> _Objective_: Copy everything in the records below word for word, from the line containing "Where can you see the dead" down to the line containing "<point>356,73</point>", with both of those lines included and the pictures left out.

[Items listed in a dataset]
--

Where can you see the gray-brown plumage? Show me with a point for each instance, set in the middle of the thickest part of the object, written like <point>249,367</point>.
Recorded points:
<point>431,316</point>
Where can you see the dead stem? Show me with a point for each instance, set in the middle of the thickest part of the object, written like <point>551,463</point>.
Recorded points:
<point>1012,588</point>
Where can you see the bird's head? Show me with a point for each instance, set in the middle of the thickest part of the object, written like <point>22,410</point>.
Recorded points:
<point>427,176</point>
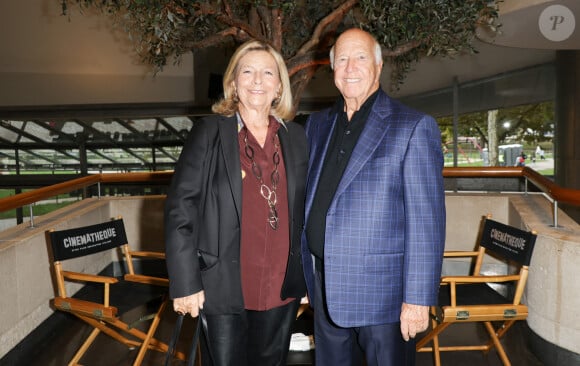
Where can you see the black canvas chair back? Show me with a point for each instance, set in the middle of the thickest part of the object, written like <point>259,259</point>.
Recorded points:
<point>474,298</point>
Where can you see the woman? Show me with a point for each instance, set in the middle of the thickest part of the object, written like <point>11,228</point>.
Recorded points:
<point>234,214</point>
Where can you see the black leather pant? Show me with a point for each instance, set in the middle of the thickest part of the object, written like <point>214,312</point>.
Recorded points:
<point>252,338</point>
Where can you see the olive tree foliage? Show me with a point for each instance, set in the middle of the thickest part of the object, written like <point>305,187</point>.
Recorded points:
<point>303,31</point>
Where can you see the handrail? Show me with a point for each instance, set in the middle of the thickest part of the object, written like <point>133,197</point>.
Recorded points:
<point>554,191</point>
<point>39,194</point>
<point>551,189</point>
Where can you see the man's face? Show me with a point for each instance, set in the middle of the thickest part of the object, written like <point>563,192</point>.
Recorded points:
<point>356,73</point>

--

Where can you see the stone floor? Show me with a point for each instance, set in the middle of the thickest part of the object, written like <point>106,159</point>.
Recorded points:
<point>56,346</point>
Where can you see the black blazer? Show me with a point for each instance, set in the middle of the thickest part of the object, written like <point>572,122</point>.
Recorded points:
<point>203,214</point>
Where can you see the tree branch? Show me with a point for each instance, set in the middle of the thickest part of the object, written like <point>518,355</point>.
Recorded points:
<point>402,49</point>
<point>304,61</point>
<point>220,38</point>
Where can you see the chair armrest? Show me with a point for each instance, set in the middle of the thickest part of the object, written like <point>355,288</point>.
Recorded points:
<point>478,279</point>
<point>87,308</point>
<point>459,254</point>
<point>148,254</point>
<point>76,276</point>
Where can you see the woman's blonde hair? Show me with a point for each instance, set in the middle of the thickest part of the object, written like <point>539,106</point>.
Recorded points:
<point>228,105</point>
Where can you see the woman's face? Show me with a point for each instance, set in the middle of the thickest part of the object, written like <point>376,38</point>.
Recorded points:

--

> _Answer to this task_:
Where can you see the dead stem? Show me with a point for each instance, set in the middle of the thickest part of the object, written like <point>551,463</point>.
Recorded points:
<point>1012,588</point>
Where can you see the bird's head? Show me with a point for each instance, set in the middle of the thickest part of the object, written like <point>22,410</point>.
Recorded points:
<point>427,176</point>
Where can you see the black canvas chair back? Show me with a point for each instance, set in the middle of the thickest part of the object, written like <point>259,259</point>.
Recorded points:
<point>474,298</point>
Where can you see the woman? Show me with a point for each instance, set in the middle of the thickest part of the object, written like <point>11,228</point>.
Recorded points:
<point>234,214</point>
Where can you see the black leather pant? Show me with a point for each instance, set in the middle of the thickest part of the object, written like <point>214,312</point>.
Recorded points:
<point>252,338</point>
Where can you see the olive tree foliage? Show me with a point for each instance, set in the middle of the thickest part of the object, written like <point>305,187</point>.
Recorded points:
<point>303,31</point>
Where can you see the handrail? Show me with a point for each instance, set in the middle of the thickest part of the object, written like <point>133,197</point>.
Recorded points:
<point>554,191</point>
<point>39,194</point>
<point>551,189</point>
Where can you see the man's face? Show me with a point for each instance, set in the middle of the thickest part of the object, written like <point>563,192</point>.
Recorded points:
<point>356,73</point>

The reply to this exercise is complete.